### Exercise
Starting with the line that contains "[indicate] lamp post" and going on through the end of the material below, convert those lines, and only those, into a numbered list with any blank lines left out.

### Data extract

------------------------------

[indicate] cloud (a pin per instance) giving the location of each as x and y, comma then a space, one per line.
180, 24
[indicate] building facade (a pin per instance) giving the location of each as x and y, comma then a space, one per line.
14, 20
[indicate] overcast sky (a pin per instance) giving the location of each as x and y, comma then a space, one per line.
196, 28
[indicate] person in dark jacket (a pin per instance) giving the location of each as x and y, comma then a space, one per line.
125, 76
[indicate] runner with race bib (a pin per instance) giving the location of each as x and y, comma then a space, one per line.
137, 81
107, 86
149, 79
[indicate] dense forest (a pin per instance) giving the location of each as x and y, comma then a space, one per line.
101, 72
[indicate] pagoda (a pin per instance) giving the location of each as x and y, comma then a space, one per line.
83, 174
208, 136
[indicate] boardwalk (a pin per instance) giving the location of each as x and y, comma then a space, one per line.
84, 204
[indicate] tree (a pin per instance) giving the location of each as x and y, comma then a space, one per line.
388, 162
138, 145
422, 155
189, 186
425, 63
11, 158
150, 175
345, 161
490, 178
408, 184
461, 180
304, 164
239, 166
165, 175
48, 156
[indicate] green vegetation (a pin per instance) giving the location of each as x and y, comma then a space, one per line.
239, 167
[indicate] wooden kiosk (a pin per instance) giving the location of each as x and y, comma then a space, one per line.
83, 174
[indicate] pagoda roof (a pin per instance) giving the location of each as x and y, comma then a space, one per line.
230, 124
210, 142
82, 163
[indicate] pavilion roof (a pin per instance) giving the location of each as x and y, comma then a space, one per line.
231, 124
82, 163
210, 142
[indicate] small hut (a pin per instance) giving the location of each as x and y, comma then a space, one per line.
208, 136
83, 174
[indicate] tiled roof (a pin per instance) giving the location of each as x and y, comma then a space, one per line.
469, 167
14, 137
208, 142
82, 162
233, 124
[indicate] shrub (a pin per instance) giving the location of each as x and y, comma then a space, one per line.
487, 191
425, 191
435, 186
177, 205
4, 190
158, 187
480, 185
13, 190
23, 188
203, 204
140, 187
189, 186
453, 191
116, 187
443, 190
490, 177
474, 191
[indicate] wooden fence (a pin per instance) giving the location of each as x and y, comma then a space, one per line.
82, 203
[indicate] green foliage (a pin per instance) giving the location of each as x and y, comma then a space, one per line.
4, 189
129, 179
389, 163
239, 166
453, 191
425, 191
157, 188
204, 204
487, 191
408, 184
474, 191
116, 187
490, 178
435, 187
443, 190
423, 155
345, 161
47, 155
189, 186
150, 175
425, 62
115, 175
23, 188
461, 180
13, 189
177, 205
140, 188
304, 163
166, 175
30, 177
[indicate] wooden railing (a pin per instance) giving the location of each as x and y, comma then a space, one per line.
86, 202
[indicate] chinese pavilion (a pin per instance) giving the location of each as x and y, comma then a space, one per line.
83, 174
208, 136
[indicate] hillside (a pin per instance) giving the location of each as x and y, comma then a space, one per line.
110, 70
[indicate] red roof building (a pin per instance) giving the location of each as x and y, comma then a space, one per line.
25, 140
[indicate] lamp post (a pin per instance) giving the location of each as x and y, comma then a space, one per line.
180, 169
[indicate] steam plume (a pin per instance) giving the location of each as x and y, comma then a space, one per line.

------------------------------

### Final answer
1. [indicate] lamp post (a pin per instance) giving the location of each as x and y, comma then a space, one per line.
2. 180, 169
3. [indicate] steam plume (a pin per instance) giving the location of each as x and y, comma then a space, one per line.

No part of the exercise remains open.